--- BEGIN Dataset entries ---

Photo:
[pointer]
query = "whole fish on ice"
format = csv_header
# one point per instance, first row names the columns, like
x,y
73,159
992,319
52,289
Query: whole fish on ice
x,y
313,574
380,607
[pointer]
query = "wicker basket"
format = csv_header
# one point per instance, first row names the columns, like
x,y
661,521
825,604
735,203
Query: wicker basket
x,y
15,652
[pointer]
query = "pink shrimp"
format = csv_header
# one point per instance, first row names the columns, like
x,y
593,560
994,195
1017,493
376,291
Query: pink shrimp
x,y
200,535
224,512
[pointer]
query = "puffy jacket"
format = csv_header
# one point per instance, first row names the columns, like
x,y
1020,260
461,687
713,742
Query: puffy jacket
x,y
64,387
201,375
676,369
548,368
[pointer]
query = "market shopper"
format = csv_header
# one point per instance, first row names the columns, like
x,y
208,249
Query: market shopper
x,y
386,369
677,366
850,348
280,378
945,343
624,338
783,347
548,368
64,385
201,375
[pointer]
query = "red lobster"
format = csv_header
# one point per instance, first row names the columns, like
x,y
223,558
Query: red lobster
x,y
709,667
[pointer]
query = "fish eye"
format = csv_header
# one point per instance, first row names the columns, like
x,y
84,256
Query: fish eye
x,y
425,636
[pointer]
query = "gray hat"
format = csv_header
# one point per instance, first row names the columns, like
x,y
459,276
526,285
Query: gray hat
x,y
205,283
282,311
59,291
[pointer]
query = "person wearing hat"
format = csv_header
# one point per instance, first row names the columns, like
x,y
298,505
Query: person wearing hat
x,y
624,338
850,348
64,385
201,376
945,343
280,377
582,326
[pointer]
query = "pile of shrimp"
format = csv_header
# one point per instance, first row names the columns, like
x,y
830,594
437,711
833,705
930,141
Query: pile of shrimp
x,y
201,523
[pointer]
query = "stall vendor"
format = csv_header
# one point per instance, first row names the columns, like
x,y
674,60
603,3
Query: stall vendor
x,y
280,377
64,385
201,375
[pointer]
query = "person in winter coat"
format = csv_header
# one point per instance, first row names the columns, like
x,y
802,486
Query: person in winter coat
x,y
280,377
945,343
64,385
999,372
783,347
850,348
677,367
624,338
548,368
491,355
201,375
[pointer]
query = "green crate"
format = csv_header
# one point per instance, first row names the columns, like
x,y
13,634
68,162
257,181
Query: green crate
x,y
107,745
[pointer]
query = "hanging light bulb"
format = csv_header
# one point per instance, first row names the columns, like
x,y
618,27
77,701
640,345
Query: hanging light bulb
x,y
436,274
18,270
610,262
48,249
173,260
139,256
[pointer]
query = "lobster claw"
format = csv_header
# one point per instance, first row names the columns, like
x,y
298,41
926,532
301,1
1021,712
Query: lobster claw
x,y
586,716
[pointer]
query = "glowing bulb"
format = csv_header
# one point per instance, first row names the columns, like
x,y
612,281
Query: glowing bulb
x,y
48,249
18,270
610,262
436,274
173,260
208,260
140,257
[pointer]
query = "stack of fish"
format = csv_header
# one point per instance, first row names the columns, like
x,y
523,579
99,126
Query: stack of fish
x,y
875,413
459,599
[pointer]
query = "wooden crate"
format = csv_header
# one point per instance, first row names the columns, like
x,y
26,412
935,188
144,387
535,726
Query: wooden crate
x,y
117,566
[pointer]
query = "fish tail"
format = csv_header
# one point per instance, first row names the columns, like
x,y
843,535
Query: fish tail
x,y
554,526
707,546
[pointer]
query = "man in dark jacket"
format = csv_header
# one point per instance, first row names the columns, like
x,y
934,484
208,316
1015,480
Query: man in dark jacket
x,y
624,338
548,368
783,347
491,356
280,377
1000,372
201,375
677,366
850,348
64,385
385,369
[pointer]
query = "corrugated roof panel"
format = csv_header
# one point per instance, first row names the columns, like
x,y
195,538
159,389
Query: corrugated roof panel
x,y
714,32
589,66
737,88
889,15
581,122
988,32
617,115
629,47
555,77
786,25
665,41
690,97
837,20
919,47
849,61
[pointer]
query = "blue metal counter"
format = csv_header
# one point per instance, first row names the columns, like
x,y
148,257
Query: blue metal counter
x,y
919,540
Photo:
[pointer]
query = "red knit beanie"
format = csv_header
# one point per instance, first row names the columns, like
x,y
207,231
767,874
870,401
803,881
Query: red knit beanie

--- END Dataset entries ---

▶ **What to do**
What do the records say? Quote them all exactly.

▶ **Solution**
Photo:
[pointer]
query = "whole fish on ice"
format = csv_header
# one point per instance, first row names the columns, like
x,y
73,159
992,319
52,289
Query: whole fish on ice
x,y
313,574
380,607
[pointer]
query = "wicker basket"
format = csv_header
# one point per instance, first row names the columns, like
x,y
661,521
825,604
735,203
Query: wicker basket
x,y
15,652
[pointer]
query = "pink shrimp"
format = csv_header
# one point per instance, first row names the columns, like
x,y
593,560
994,195
1017,493
376,291
Query: pink shrimp
x,y
200,535
224,512
[pointer]
query = "puffy jacket"
format = csv_header
# one point per instance, first row names the columns, like
x,y
1020,260
461,687
713,742
Query: puffy jacket
x,y
64,387
201,375
676,369
548,368
[pointer]
query = "market shopper"
format = csv_header
# one point per instance, first row names the columns, like
x,y
208,249
Query: market shopper
x,y
386,369
677,366
850,348
280,378
945,343
624,338
783,347
548,368
64,385
201,375
[pointer]
query = "red lobster"
format = csv_header
# one point per instance, first row names the columns, like
x,y
223,558
Query: red lobster
x,y
709,667
[pointer]
query = "fish eye"
format = csv_header
# one point per instance, first row names the columns, like
x,y
84,256
Query: fish eye
x,y
425,636
[pointer]
query = "gray hat"
format = csv_header
# one point per instance, first row names the columns, like
x,y
459,276
526,285
Query: gray hat
x,y
205,283
282,311
59,291
[pointer]
query = "person wearing hat"
format = csv_header
# one point per instance, first row names the columns, like
x,y
298,505
Query: person wearing hat
x,y
624,338
850,348
64,385
201,376
945,343
280,377
582,326
[pointer]
query = "pile of shrimp"
format = csv_header
# one point per instance, first row names the columns, like
x,y
830,594
437,711
833,705
930,141
Query: pile of shrimp
x,y
201,523
[pointer]
query = "stall vendor"
format = csv_header
# one point per instance, first row names the columns, like
x,y
674,60
603,3
Query: stall vendor
x,y
280,377
64,385
201,375
[pointer]
query = "person in winter coat"
format = csv_header
# one point per instance, first row names the columns, like
x,y
802,486
Query: person in winter coat
x,y
280,377
945,343
64,385
999,372
783,347
850,348
677,367
624,338
548,368
491,355
201,375
[pointer]
query = "green crate"
format = csv_header
# one point per instance, first row names the columns, like
x,y
13,634
68,162
257,181
Query: green crate
x,y
107,745
[pointer]
query = "hanging light bulb"
format = csv_header
# one point per instance, first row names the columns, like
x,y
618,27
77,701
640,345
Query: hanging light bulb
x,y
436,274
18,270
610,262
48,249
173,260
139,256
[pointer]
query = "lobster claw"
format = csv_header
# one point per instance, first row names the columns, like
x,y
298,41
926,532
301,1
1021,712
Query: lobster claw
x,y
586,716
[pointer]
query = "glowing bulb"
format = csv_header
# one point per instance, first row names the columns, like
x,y
612,281
Query: glowing bulb
x,y
48,249
18,270
610,262
436,274
173,260
208,260
140,257
[pointer]
query = "stack of fish"
format = csv_header
# one point per instance, first row names the columns, like
x,y
523,579
99,126
Query: stack of fish
x,y
875,413
459,599
[pointer]
query = "wooden crate"
format = csv_header
# one point per instance, first row names the columns, like
x,y
26,412
935,188
144,387
535,726
Query: wooden crate
x,y
117,566
[pointer]
query = "fish tail"
format = csv_header
# one point per instance, first row names the columns, like
x,y
843,535
Query: fish tail
x,y
554,526
707,546
[pointer]
query = "man in dark jacket"
format = csv_header
# one point per instance, first row names the columns, like
x,y
934,484
208,316
1015,480
Query: man in dark jacket
x,y
624,338
548,368
783,347
491,356
280,377
1000,372
201,375
677,366
850,348
64,385
385,369
[pointer]
query = "corrugated roof panel"
format = csv_header
# one point per instance, first row names the columns, like
x,y
195,538
159,389
Query: corrugated roof panel
x,y
714,32
589,66
737,88
889,15
581,122
988,32
617,115
629,47
555,77
786,25
665,41
690,97
837,20
919,47
849,61
[pointer]
query = "blue metal counter"
format = csv_header
# one point per instance, first row names the columns, like
x,y
148,257
Query: blue metal counter
x,y
919,540
Photo:
[pointer]
query = "red knit beanie"
format = csv_header
# one point per instance, first row names the columns, like
x,y
207,231
767,874
870,401
803,881
Query: red knit beanie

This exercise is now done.